==== Data extracts ====
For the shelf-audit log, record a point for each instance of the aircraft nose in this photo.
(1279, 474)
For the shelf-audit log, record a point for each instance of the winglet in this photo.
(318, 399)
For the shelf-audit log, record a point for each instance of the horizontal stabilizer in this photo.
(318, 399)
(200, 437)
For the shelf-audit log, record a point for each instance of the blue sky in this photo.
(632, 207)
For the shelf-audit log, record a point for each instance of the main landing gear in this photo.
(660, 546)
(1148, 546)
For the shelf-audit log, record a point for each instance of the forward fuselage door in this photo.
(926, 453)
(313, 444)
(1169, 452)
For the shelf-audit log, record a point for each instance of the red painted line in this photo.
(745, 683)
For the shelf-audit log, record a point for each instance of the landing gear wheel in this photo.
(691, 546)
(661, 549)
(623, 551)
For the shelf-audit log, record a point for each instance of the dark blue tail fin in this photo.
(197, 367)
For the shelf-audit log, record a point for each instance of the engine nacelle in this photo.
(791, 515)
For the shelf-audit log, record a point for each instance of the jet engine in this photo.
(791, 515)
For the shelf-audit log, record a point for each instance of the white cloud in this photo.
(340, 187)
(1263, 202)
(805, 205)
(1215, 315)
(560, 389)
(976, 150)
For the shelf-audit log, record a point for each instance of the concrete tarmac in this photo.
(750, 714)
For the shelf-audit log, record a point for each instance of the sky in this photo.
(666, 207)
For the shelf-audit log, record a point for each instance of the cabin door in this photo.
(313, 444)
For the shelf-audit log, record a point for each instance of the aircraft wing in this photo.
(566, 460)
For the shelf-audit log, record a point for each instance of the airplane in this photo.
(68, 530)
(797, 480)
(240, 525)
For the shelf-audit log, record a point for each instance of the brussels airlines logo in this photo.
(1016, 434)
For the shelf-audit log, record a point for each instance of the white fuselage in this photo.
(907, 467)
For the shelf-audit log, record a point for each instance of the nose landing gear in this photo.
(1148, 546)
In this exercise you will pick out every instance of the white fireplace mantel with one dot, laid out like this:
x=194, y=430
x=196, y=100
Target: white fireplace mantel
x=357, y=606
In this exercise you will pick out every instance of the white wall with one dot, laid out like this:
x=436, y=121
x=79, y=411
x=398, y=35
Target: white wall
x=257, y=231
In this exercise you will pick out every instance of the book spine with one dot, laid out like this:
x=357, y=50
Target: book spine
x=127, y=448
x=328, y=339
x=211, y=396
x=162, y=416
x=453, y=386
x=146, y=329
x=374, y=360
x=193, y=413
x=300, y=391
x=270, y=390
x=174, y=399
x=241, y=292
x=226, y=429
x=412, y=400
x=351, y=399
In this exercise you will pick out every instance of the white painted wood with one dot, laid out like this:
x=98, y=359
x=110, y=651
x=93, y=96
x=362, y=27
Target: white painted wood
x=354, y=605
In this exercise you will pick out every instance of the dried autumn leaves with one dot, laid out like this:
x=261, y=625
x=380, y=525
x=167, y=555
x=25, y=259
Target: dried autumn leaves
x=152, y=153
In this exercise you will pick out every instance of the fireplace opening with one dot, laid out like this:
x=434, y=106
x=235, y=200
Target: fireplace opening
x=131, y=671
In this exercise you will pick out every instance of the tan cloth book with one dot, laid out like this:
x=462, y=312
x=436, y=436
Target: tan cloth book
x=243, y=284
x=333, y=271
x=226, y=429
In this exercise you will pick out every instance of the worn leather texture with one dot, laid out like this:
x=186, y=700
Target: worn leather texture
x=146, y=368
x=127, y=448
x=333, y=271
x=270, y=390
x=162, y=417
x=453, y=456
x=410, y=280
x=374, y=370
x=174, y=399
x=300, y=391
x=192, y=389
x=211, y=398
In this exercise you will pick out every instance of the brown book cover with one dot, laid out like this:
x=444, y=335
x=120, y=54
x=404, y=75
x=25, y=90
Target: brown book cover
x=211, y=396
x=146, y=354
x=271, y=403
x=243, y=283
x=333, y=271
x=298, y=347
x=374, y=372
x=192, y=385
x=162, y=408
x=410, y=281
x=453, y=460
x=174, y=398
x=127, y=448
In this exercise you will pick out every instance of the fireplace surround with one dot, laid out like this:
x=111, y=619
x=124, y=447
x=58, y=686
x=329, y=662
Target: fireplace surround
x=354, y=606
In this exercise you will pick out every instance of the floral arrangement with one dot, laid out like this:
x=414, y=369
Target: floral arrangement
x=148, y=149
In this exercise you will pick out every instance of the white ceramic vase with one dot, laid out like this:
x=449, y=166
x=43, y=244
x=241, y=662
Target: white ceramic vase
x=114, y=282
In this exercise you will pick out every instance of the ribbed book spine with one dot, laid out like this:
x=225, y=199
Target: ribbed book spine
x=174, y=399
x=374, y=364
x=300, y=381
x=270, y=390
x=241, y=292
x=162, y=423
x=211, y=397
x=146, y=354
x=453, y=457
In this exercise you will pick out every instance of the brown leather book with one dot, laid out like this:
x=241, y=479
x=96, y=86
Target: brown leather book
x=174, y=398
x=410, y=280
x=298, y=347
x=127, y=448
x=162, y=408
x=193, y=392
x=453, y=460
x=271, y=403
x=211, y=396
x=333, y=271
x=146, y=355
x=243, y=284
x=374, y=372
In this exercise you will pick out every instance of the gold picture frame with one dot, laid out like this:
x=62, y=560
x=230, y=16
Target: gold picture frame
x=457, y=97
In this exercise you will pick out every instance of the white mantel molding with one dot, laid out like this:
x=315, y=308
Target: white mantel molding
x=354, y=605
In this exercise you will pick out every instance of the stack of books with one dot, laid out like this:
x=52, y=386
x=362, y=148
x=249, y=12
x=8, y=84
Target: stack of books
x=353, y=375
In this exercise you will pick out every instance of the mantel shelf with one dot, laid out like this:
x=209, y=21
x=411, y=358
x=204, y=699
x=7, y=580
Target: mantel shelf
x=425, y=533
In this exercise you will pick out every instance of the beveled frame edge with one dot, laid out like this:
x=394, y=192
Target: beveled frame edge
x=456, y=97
====
* [Task goal] Please copy out every line shown above, exactly.

* [Result of this exercise]
For the shelf-audit log, record a point for each instance of the aircraft nose in this photo.
(1279, 474)
For the shelf-audit log, record a point for each instance of the winglet in this photo.
(318, 399)
For the shelf-audit log, record a point for each instance of the horizontal stabilizer in this photo.
(318, 399)
(200, 437)
For the shelf-audit log, record a point for each instance of the blue sky in this photo.
(632, 207)
For the shelf-audit log, record a point for each instance of the main landing gear in this photo.
(660, 546)
(1148, 546)
For the shelf-audit log, record a point for each instance of the forward fuselage door in this photo.
(926, 453)
(313, 444)
(1169, 452)
For the shelf-audit log, record a point for each instance of the red painted line in this photo.
(745, 683)
For the shelf-audit log, record a point for each instance of the landing gear wheel in this photo.
(691, 546)
(661, 549)
(623, 551)
For the shelf-audit log, record a point for each instance of the dark blue tail fin in this photo.
(197, 367)
For the shelf-audit log, record a point for each instance of the engine nacelle in this photo.
(791, 515)
For the shelf-audit log, record a point for each instance of the jet engine in this photo.
(791, 515)
For the shelf-audit log, record a point for each instance of the white cloud in this photo.
(340, 187)
(1263, 202)
(805, 205)
(1215, 315)
(560, 389)
(976, 150)
For the shelf-audit log, record a point for each instance of the concrete tarmac in this photo.
(750, 714)
For the shelf-audit log, record a point for each instance of the sky in this photo.
(666, 207)
For the shelf-audit log, record a point for each instance of the cabin door in this photo.
(313, 444)
For the shelf-audit log, record a point for each instance of the aircraft wing in this photo.
(566, 460)
For the shelf-audit log, record a point for each instance of the airplane in this photo.
(68, 530)
(797, 480)
(240, 525)
For the shelf-audit log, record a point for each instance of the brussels airlines logo in this photo.
(1016, 434)
For the shelf-audit log, record a point for each instance of the white fuselage in this photo.
(907, 467)
For the shelf-audit log, record a point for each instance of the nose landing gear in this photo.
(1148, 546)
In this exercise you will pick out every instance of the white fireplace mantel with one dot, laid out like this:
x=194, y=430
x=196, y=100
Target: white fireplace mantel
x=357, y=606
In this exercise you will pick out every instance of the white wall with one dot, laid out like this:
x=436, y=121
x=79, y=411
x=398, y=35
Target: white wall
x=257, y=231
In this exercise you will pick out every instance of the book spine with one dot, laid out like this:
x=357, y=50
Target: book spine
x=127, y=448
x=328, y=339
x=211, y=396
x=162, y=416
x=453, y=386
x=146, y=329
x=374, y=360
x=193, y=413
x=300, y=391
x=270, y=390
x=174, y=399
x=241, y=292
x=226, y=429
x=412, y=400
x=351, y=399
In this exercise you will pick out every instance of the white painted wood with one dot, laid out like this:
x=98, y=359
x=110, y=651
x=93, y=96
x=362, y=27
Target: white painted wood
x=354, y=605
In this exercise you will pick out every instance of the dried autumn leaves with one dot, laid out like this:
x=261, y=625
x=380, y=525
x=167, y=555
x=25, y=259
Target: dried autumn leaves
x=152, y=153
In this exercise you will pick out every instance of the fireplace opening with one dot, laid out like this:
x=434, y=106
x=235, y=200
Target: fireplace opening
x=131, y=671
In this exercise you will pick out every instance of the tan cloth book with one dot, laid out like this:
x=462, y=312
x=436, y=436
Target: tan cloth book
x=243, y=284
x=333, y=271
x=226, y=429
In this exercise you will pick out every instance of the worn leather texture with one dot, laid out like this:
x=186, y=700
Target: worn leather texture
x=146, y=368
x=127, y=448
x=333, y=271
x=270, y=390
x=162, y=417
x=453, y=456
x=410, y=280
x=374, y=370
x=174, y=399
x=300, y=391
x=192, y=389
x=211, y=398
In this exercise you will pick out every instance of the brown book cover with one dot, laid out like this:
x=444, y=335
x=120, y=54
x=404, y=75
x=25, y=90
Target: brown book cover
x=211, y=396
x=146, y=354
x=271, y=403
x=243, y=283
x=333, y=271
x=298, y=347
x=374, y=372
x=192, y=385
x=162, y=408
x=410, y=281
x=453, y=460
x=174, y=398
x=127, y=448
In this exercise you will pick out every instance of the fireplace surround with one dot, laid out like this:
x=111, y=619
x=124, y=447
x=58, y=686
x=329, y=662
Target: fireplace surround
x=354, y=606
In this exercise you will pick out every instance of the floral arrangement with one dot, laid out like this:
x=414, y=369
Target: floral arrangement
x=148, y=149
In this exercise you will pick out every instance of the white ceramic vase with one dot, laid out like this:
x=449, y=166
x=43, y=244
x=241, y=662
Target: white ceramic vase
x=114, y=282
In this exercise you will pick out every instance of the ribbed book spine with one dot, laid out like this:
x=225, y=199
Target: ribbed book spine
x=174, y=399
x=374, y=364
x=300, y=381
x=270, y=390
x=241, y=292
x=162, y=423
x=211, y=397
x=146, y=354
x=453, y=457
In this exercise you will pick out every instance of the brown leather book with one dot, laid out like this:
x=241, y=479
x=96, y=86
Target: brown leather book
x=174, y=398
x=410, y=280
x=298, y=347
x=127, y=448
x=162, y=408
x=193, y=392
x=453, y=460
x=271, y=403
x=211, y=396
x=333, y=271
x=146, y=355
x=243, y=284
x=374, y=372
In this exercise you will pick out every instance of the gold picture frame with one dot, laid out like this:
x=62, y=560
x=230, y=16
Target: gold picture frame
x=457, y=97
In this exercise you will pick out every instance of the white mantel molding with one dot, laid out like this:
x=315, y=308
Target: white mantel molding
x=354, y=605
In this exercise you will pick out every instance of the stack of books with one dot, laid out like this:
x=52, y=386
x=362, y=148
x=249, y=12
x=8, y=84
Target: stack of books
x=353, y=375
In this exercise you will pick out every instance of the mantel shelf with one dot, laid out like this:
x=209, y=21
x=411, y=358
x=204, y=699
x=7, y=580
Target: mantel shelf
x=425, y=533
In this exercise you will pick out every instance of the beveled frame edge with one dot, laid out like this:
x=394, y=192
Target: beveled frame edge
x=456, y=97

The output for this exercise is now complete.